Items from a data source.

● ● ● ● ●

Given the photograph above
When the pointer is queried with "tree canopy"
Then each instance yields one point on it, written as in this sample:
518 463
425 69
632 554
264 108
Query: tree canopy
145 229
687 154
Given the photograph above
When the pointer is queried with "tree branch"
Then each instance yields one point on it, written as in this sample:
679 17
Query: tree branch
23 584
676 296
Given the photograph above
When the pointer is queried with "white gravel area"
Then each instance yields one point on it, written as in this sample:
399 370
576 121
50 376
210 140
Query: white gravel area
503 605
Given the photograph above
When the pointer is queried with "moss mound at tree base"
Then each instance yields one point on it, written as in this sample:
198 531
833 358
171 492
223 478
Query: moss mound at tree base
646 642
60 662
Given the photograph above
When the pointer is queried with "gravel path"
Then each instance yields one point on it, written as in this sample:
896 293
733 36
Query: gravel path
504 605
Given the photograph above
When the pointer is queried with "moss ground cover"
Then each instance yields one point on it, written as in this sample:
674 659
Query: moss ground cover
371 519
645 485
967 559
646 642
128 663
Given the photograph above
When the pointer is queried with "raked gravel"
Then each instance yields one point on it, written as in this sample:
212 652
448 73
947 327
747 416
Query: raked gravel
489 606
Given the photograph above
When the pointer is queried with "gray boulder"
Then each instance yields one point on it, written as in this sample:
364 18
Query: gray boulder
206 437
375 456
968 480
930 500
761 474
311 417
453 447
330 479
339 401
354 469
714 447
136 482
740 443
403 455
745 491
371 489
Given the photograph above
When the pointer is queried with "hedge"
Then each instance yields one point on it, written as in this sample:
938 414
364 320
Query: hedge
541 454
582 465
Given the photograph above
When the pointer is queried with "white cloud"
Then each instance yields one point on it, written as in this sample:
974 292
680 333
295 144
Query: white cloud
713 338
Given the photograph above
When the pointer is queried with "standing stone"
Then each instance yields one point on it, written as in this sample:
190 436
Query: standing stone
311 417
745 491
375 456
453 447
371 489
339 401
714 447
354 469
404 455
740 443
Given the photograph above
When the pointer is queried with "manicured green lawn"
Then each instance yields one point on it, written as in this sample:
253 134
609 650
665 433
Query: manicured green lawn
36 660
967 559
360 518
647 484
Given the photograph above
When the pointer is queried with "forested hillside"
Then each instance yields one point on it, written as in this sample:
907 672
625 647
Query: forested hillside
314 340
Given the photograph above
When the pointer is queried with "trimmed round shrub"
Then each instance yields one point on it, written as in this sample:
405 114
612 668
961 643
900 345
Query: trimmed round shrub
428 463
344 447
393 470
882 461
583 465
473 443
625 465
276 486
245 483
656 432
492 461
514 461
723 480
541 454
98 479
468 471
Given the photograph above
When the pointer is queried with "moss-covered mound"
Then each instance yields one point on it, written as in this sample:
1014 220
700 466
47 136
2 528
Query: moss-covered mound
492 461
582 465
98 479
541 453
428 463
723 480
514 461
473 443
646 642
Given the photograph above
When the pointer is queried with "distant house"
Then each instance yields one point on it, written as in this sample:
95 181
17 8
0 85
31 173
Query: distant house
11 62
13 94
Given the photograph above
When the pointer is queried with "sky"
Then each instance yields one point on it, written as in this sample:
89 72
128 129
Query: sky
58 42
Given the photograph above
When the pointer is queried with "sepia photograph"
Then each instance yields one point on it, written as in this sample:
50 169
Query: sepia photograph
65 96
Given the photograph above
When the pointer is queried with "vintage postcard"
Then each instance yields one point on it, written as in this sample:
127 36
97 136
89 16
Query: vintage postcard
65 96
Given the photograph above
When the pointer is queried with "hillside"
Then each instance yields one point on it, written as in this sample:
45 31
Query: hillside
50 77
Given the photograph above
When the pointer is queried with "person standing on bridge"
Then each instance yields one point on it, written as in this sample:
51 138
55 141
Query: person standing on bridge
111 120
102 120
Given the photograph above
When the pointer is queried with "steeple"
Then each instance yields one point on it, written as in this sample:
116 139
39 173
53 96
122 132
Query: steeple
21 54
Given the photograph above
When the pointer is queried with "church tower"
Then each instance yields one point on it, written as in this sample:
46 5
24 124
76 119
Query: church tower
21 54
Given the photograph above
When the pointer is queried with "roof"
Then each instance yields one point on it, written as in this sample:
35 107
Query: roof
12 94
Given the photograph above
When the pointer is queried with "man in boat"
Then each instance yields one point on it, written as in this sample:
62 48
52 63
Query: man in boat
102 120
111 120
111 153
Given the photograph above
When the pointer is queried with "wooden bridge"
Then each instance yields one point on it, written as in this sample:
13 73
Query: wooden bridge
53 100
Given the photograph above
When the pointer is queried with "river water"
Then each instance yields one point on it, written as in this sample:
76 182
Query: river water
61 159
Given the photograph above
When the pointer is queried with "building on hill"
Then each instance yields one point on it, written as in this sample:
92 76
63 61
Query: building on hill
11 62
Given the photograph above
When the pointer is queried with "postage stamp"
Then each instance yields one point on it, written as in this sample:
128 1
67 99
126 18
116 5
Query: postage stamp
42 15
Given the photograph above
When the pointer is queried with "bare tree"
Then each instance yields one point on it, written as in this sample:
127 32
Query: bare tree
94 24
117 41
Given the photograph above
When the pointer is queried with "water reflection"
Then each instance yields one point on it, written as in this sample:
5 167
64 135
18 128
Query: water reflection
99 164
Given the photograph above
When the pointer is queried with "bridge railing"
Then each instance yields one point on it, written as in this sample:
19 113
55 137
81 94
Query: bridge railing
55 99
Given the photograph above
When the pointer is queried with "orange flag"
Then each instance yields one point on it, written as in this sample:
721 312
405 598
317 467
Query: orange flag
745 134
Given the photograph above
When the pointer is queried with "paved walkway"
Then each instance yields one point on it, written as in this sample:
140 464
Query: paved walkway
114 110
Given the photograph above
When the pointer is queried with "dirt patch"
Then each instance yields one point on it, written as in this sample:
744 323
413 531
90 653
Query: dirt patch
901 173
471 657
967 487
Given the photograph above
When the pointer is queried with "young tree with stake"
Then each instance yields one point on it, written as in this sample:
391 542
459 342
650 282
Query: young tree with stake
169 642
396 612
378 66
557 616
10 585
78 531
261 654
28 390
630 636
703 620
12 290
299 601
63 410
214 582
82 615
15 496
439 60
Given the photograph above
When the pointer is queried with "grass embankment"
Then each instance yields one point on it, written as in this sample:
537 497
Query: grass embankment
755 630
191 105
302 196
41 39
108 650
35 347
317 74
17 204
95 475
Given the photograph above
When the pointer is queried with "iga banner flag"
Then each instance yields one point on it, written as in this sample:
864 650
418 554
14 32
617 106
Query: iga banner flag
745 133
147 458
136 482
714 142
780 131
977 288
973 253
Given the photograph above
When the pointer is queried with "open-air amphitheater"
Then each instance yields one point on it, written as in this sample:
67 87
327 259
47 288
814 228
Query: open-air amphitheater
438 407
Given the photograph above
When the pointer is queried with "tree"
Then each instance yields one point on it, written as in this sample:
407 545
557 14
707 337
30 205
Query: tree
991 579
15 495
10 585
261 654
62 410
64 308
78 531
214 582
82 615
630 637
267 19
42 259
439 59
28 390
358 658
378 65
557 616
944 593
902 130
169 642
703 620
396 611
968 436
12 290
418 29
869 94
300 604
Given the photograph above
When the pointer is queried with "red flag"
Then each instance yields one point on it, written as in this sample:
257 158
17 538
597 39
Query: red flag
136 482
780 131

● ● ● ● ●

EXERCISE DIRECTIONS. Restate the whole of the material exactly.

THE RESULT.
Given the photograph above
When the pointer is queried with "tree canopy"
Then each instance yields one point on it, written as in this sample:
518 463
425 69
632 554
264 108
Query: tree canopy
145 229
687 154
Given the photograph above
When the pointer is queried with "tree branch"
Then each instance yields one point on it, written as in this sample:
679 17
Query: tree branch
23 584
676 296
Given the photograph above
When the pointer is queried with "white gravel area"
Then each instance yields one point on it, written as in this sample:
399 370
576 121
50 376
210 140
Query: white gravel area
503 605
Given the photograph above
When the pointer is queried with "moss mound at tree base"
Then each instance yields one point on it, written as in this sample:
198 531
833 358
171 492
223 478
Query: moss mound at tree base
646 642
60 662
Given the photograph above
When the pointer is queried with "gravel path"
Then each instance yields one point on it, written as in this sample:
896 293
733 36
Query: gravel path
504 605
Given the photograph above
When the pointer is queried with "moss ground cover"
Then each instance yields one point on it, written as in this sample:
674 659
Query: moss ground cover
371 519
645 485
967 559
646 642
128 663
Given the photograph above
When the pointer is queried with "raked gravel"
Then each instance yields one point on it, written as in this sample:
212 652
448 73
947 327
747 416
Query: raked gravel
489 606
Given the photograph above
When the pointer is queried with "gray boulder"
Then each instance yields one point on it, written as in this sample:
364 18
Query: gray boulder
206 437
375 456
968 480
930 500
761 474
311 417
453 447
330 479
339 401
354 469
714 447
136 482
740 443
403 455
745 491
371 489
Given the photograph above
When the pointer is queried with "hedge"
Then each instance yields one point on it, written as in this sample:
938 414
364 320
Query: hedge
541 454
582 465
Given the photograph above
When the pointer is queried with "white cloud"
Then each instance yields one point on it, written as in this sample:
974 292
680 333
295 144
Query: white cloud
713 338
Given the photograph above
When the pointer is queried with "standing stone"
Then each instance yields one point on it, written as in this sample:
190 436
Query: standing stone
311 417
745 491
375 456
453 447
371 489
339 401
714 447
354 469
404 455
740 443
Given the photograph above
When the pointer is queried with "manicured green lawn"
Then each instance yields one point on it, written as in this sample:
253 134
609 650
665 433
Query: manicured green lawn
36 660
967 559
360 518
647 484
Given the photograph above
When the pointer is queried with "forested hillside"
Then each instance yields one point on it, written as in this sample:
907 672
625 647
Query: forested hillside
314 340
Given the photograph above
When the pointer is queried with "trimmed round shrub"
Then each instance yields one point on it, written as in this sample:
405 114
612 668
961 643
900 345
Query: trimmed round shrub
428 463
344 447
393 470
882 461
583 465
473 443
625 465
276 486
245 483
656 432
492 461
514 461
723 480
541 454
98 479
468 471
Given the photograph above
When the pointer is queried with "moss-covered mound"
Then each instance yields one point on it, written as in this sample:
1014 220
700 466
47 136
2 528
Query: moss-covered mound
492 461
582 465
98 479
541 453
428 463
723 480
514 461
473 443
646 642
Given the photograph above
When the pointer is queried with "distant house"
Then each instance yields one point on it, written as in this sample:
95 181
17 8
0 85
31 173
Query: distant house
11 62
13 94
Given the photograph above
When the pointer is queried with "sky"
Then each instance yields one point on it, written as in this sample:
89 72
128 129
Query: sky
58 42
Given the photograph above
When the pointer is queried with "sepia photograph"
Then each instance yields one point on it, written as in this sample:
50 169
Query: sepia photograph
65 96
Given the photograph above
When the pointer is queried with "vintage postcard"
Then each instance yields one point on it, written as in this sample:
127 36
97 136
89 16
Query: vintage postcard
65 96
Given the photograph above
When the pointer is queried with "hillside"
Then each instance yields one point on it, written as in this sample:
45 31
Query: hillside
50 77
Given the photograph above
When the pointer is queried with "person standing on bridge"
Then each instance yields one point on it, written as in this sample:
51 138
55 141
Query: person standing on bridge
111 120
102 120
Given the photograph above
When the pointer is queried with "steeple"
Then each instance yields one point on it, written as in this sample:
116 139
39 173
53 96
122 132
Query: steeple
21 54
Given the photograph above
When the pointer is queried with "church tower"
Then each instance yields one point on it, written as in this sample:
46 5
24 124
76 119
Query: church tower
21 54
Given the photograph above
When the pointer is queried with "roof"
Then each instance yields one point on it, written as in this sample:
35 107
Query: roof
12 94
Given the photograph above
When the pointer is queried with "man in boat"
Then each instance yields one point on it, written as in this sample:
62 48
52 63
Query: man in boat
102 120
111 120
111 153
Given the photograph above
When the pointer is queried with "wooden bridge"
Then each instance yields one point on it, written as in this sample:
13 73
Query: wooden bridge
53 100
Given the photograph above
When the pointer is queried with "river water"
Then each instance yields one point on it, written as in this sample:
76 182
Query: river water
61 159
Given the photograph above
When the pointer is queried with "building on hill"
Then each instance yields one point on it, written as in this sample:
92 76
63 61
Query: building on hill
11 62
Given the photograph above
When the pointer is queried with "postage stamp"
Then each instance yields one point on it, written as in this sample:
128 1
67 99
126 18
116 5
Query: postage stamp
42 15
Given the photograph above
When the pointer is queried with "bare tree"
Then each instance yields one point on it, written as in this sample:
127 32
Query: bare tree
94 24
117 41
Given the photograph above
When the pointer is queried with "water reflection"
Then each instance yields one point on it, written as in this sample:
5 167
64 135
18 128
Query: water reflection
99 164
Given the photograph above
When the pointer is queried with "bridge railing"
Then each instance yields one point on it, written as in this sample:
19 113
55 137
81 94
Query: bridge railing
55 99
Given the photograph above
When the pointer is queried with "orange flag"
Then each instance yields one point on it, written as in this sample:
721 312
405 598
317 467
Query: orange flag
745 134
Given the photograph above
When the pointer is queried with "paved walkway"
Then each instance yields one point on it, written as in this sample:
140 464
Query: paved walkway
114 110
Given the photograph above
When the pointer is queried with "dirt patch"
Then each instance yields one point on it, written as in this sample:
744 323
413 531
90 653
Query: dirt patch
901 173
471 657
967 487
Given the photograph above
When the pointer is queried with "young tree with stake"
Then each instance yields one point on it, written as in this sample:
391 542
459 342
650 282
Query: young tree with stake
169 642
396 612
378 66
557 616
10 585
78 531
261 654
28 390
630 636
703 620
12 290
299 601
63 410
214 582
82 615
15 496
439 60
Given the photograph above
When the pointer is queried with "grass embankment"
Then each instance yields one point on it, written as in this sample:
537 497
Query: grass embankment
755 630
191 105
302 196
41 39
108 650
35 347
317 74
17 204
95 475
Given the photograph above
When the pointer is queried with "iga banner flag"
Then each instance yields one point on it, written as in this sample:
864 650
418 554
14 32
617 106
Query: iga banner flag
745 133
147 458
136 482
714 142
780 131
977 288
973 253
Given the photograph above
When the pointer is queried with "open-air amphitheater"
Then each instance yields one point on it, written as in this sample:
67 87
327 259
47 288
814 228
Query: open-air amphitheater
438 407
Given the photograph above
When the pointer is queried with "tree"
Then each instance yields one point on it, written as in this sample:
407 545
557 14
707 337
30 205
Query: tree
991 579
15 495
10 585
261 654
62 410
64 308
78 531
214 582
82 615
630 637
267 19
42 259
439 59
28 390
358 658
378 65
557 616
944 593
902 130
169 642
703 620
396 611
968 436
12 290
418 29
869 94
300 604
Given the photograph above
When the pointer is queried with "red flag"
Then each instance yields one point on it, written as in this sample:
257 158
17 538
597 39
Query: red flag
136 482
780 131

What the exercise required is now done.